## Task prompt
Copy each line below that includes "side".
BEGIN
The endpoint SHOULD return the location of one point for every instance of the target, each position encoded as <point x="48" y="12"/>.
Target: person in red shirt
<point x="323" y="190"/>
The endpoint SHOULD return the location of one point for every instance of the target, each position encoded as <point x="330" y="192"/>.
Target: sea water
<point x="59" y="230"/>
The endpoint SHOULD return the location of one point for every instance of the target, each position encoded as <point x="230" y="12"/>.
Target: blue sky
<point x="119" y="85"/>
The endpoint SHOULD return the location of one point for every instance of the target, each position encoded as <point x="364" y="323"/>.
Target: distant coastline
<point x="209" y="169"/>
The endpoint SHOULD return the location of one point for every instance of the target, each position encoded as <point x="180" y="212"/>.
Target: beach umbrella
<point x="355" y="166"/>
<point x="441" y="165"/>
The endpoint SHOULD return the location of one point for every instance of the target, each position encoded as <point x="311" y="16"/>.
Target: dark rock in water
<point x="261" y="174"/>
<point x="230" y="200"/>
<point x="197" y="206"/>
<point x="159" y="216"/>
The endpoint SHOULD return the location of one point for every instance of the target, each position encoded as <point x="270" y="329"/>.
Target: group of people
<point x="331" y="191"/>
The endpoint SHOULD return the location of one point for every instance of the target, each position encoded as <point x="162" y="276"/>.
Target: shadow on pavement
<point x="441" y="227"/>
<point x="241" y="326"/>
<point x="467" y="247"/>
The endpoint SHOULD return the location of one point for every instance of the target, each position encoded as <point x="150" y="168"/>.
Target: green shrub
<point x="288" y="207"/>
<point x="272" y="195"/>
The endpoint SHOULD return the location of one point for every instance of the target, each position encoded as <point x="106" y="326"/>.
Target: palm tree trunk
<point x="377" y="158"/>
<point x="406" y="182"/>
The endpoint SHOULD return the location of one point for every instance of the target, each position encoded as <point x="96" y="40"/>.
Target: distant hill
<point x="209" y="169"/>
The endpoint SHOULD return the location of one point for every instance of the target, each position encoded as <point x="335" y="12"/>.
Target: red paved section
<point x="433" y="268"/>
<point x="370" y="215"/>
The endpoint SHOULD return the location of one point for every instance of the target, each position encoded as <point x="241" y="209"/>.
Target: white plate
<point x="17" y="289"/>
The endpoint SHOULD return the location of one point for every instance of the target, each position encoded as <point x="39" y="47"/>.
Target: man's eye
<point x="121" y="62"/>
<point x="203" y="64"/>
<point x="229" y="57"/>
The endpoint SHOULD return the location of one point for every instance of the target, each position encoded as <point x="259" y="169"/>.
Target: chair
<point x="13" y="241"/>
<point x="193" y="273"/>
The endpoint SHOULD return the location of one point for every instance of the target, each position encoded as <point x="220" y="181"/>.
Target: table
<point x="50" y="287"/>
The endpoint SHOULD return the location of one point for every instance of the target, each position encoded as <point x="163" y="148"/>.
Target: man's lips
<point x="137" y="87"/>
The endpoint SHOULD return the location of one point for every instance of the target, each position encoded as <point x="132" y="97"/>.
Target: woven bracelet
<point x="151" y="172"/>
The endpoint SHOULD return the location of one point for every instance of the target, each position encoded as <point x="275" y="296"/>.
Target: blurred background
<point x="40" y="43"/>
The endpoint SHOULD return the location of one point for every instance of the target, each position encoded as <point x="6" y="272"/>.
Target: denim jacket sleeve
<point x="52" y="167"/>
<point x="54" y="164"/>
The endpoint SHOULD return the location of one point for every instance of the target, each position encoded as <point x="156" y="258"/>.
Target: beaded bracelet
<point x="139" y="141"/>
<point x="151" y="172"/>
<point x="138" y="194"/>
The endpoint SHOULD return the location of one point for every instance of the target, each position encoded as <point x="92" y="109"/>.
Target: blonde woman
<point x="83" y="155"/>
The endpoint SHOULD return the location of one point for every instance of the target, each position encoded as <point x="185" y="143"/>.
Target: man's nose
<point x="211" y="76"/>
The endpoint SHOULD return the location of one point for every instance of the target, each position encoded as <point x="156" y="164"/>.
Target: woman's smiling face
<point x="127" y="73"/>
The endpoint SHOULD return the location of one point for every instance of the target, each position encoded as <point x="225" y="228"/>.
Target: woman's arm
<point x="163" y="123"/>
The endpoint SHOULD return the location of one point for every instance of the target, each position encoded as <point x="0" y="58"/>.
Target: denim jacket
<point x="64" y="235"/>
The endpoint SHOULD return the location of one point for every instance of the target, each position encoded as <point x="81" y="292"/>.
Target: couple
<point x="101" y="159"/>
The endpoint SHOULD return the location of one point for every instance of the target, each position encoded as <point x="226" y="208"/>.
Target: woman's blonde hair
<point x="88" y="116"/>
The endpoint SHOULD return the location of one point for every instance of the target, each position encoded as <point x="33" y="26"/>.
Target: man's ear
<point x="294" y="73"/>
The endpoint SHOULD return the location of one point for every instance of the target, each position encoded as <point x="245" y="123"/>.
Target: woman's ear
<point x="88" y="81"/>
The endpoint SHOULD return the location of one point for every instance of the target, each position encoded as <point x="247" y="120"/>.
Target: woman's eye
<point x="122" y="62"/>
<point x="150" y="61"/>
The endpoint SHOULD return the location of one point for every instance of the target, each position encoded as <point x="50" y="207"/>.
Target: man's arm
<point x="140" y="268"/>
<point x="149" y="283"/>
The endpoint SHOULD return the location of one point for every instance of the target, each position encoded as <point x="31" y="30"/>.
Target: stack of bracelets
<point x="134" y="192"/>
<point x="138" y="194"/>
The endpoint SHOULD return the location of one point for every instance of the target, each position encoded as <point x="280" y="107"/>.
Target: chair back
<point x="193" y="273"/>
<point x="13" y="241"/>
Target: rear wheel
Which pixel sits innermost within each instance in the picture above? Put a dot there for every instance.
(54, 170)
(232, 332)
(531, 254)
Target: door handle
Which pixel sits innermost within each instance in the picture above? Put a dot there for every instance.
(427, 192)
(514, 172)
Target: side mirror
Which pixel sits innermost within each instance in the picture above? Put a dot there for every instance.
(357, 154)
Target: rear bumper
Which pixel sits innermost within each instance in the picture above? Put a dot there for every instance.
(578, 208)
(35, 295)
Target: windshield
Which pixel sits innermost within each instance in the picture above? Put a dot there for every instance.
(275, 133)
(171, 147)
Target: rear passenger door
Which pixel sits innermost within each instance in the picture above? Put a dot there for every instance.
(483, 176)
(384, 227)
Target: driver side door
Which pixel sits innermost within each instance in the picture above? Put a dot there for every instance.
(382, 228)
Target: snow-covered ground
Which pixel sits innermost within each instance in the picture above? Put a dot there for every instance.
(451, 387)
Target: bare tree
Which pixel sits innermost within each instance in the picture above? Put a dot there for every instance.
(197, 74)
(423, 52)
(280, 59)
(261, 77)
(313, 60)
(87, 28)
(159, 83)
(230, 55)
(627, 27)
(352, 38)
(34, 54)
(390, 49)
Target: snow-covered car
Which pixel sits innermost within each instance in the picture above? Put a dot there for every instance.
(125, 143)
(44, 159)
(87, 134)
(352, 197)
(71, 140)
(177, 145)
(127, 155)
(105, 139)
END
## Task output
Target: side mirror
Target: driver side door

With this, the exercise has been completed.